- [INPUT]:
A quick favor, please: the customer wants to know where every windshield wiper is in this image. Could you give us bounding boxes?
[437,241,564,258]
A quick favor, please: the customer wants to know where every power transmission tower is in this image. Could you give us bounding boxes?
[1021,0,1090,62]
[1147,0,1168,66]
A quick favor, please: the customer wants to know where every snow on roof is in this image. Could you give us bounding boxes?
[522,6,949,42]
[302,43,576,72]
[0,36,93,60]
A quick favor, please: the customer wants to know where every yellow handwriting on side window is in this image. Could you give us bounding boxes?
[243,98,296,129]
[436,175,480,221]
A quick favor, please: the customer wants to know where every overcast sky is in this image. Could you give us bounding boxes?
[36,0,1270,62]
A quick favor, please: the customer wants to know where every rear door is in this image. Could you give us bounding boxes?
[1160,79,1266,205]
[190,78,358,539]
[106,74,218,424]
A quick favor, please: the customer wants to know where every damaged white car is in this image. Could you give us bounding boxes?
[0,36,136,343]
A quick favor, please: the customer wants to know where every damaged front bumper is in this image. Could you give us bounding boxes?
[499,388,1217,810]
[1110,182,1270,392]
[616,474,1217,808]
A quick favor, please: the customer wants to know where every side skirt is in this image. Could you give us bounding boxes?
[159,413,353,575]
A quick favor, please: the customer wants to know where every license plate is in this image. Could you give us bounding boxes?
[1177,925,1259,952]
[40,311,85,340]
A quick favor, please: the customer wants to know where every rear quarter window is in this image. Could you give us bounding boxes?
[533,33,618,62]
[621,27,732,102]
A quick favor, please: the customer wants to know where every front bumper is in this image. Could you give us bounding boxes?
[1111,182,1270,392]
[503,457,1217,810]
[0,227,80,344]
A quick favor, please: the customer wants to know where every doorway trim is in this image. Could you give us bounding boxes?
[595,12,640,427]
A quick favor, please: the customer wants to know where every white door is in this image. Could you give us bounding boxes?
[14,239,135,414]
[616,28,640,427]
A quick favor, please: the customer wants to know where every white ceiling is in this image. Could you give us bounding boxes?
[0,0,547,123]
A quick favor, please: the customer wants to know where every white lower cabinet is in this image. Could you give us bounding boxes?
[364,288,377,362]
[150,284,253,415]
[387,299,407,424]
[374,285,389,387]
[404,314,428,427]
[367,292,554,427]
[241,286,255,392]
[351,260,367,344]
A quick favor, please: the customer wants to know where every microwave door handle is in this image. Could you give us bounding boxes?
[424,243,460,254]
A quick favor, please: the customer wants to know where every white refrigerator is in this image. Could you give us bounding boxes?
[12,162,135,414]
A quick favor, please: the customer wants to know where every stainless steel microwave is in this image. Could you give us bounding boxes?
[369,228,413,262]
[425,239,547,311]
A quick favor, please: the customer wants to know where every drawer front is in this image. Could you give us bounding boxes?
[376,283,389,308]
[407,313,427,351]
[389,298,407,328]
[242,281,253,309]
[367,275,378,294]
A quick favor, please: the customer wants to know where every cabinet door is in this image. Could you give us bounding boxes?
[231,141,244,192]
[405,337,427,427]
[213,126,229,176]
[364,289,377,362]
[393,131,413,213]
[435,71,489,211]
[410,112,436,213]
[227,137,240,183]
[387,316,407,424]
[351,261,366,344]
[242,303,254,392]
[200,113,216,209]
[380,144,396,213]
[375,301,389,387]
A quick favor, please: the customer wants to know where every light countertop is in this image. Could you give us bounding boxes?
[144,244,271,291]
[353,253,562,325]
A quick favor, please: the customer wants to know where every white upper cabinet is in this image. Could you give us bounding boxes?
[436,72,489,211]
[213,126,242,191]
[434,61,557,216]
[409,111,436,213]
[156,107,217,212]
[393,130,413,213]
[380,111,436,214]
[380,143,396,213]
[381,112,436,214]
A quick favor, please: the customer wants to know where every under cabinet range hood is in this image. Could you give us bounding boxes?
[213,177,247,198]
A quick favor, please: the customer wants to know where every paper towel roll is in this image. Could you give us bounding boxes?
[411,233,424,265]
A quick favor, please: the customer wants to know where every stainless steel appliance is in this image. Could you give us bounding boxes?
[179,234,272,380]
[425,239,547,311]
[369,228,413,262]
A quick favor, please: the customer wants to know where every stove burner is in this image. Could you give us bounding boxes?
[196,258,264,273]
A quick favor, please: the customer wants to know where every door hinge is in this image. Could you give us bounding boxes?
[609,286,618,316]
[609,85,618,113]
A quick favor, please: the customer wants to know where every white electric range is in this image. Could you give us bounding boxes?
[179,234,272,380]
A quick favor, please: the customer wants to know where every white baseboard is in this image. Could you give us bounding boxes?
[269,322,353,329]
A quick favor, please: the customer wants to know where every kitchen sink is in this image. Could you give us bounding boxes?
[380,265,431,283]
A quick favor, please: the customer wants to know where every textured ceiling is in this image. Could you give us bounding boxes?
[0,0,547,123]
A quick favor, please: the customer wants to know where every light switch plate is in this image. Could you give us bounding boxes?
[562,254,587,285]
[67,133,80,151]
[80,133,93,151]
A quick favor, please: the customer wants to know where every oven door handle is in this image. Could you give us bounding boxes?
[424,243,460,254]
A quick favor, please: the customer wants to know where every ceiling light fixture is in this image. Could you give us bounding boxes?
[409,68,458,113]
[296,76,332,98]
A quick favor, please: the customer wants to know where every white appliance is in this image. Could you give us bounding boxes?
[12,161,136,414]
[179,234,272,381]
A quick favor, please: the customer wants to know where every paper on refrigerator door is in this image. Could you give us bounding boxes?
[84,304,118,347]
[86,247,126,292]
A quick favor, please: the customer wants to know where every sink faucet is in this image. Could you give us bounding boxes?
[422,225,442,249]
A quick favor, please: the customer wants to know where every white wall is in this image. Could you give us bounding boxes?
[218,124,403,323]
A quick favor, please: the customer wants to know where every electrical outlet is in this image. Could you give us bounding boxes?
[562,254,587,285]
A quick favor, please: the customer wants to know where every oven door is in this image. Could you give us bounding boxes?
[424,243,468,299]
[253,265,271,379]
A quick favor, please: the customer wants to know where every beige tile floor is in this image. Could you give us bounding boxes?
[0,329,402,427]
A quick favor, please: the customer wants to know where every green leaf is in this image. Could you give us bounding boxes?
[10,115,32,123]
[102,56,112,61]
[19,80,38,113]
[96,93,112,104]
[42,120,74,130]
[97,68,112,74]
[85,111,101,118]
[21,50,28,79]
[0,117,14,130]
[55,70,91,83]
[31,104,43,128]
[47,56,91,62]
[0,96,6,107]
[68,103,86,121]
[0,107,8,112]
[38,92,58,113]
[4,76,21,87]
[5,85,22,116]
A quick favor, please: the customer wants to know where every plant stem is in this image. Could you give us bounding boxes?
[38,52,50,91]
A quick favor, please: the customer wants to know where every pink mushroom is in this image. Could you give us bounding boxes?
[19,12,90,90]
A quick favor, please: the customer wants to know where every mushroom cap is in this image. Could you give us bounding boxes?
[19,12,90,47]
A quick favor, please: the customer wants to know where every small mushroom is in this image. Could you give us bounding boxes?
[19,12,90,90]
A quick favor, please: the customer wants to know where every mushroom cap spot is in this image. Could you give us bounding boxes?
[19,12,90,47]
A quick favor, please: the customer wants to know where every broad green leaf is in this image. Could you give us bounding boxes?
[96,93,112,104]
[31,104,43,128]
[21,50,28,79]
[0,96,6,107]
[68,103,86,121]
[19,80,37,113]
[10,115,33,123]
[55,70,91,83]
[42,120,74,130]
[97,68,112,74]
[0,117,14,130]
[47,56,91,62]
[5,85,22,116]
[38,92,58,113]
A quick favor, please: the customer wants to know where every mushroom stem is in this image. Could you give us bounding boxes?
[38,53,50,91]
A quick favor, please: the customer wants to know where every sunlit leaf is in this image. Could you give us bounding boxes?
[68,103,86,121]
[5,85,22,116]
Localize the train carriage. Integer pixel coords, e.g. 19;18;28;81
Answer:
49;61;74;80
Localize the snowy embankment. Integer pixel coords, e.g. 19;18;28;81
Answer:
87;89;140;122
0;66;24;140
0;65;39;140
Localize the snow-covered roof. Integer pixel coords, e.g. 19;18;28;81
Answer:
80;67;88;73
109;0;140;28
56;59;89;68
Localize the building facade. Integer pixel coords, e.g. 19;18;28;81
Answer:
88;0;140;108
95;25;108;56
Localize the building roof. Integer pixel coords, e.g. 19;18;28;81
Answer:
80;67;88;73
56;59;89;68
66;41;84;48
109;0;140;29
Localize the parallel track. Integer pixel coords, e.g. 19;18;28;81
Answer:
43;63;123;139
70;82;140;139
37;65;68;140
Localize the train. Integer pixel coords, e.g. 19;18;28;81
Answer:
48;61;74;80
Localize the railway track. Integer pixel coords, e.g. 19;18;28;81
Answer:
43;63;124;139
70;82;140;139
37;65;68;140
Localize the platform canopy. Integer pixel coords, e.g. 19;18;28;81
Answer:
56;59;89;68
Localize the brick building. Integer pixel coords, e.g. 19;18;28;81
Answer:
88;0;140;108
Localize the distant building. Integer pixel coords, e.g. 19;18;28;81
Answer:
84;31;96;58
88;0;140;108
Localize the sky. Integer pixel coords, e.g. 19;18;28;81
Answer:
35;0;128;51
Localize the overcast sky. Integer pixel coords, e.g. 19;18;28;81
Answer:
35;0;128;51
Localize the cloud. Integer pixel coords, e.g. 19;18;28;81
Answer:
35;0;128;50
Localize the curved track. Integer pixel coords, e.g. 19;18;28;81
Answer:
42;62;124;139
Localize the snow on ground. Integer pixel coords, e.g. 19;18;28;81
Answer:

- [WHAT IS EXPECTED]:
Please copy out, character for character, the part of the listing above that opens with the line containing "Localize the overcast" and closes with the last line of the listing.

- [RESULT]:
Localize the overcast sky. Integer pixel coords, e.g. 19;18;28;81
Answer:
35;0;128;51
Localize the cloud. Integer pixel coords, e.g. 19;18;28;81
Answer:
35;0;128;50
Localize the curved track. Integer pixel coords, e.g. 19;18;28;81
Answer:
42;62;124;139
Localize the snow on ground. Integer pixel coords, e.g. 19;18;28;81
Answer:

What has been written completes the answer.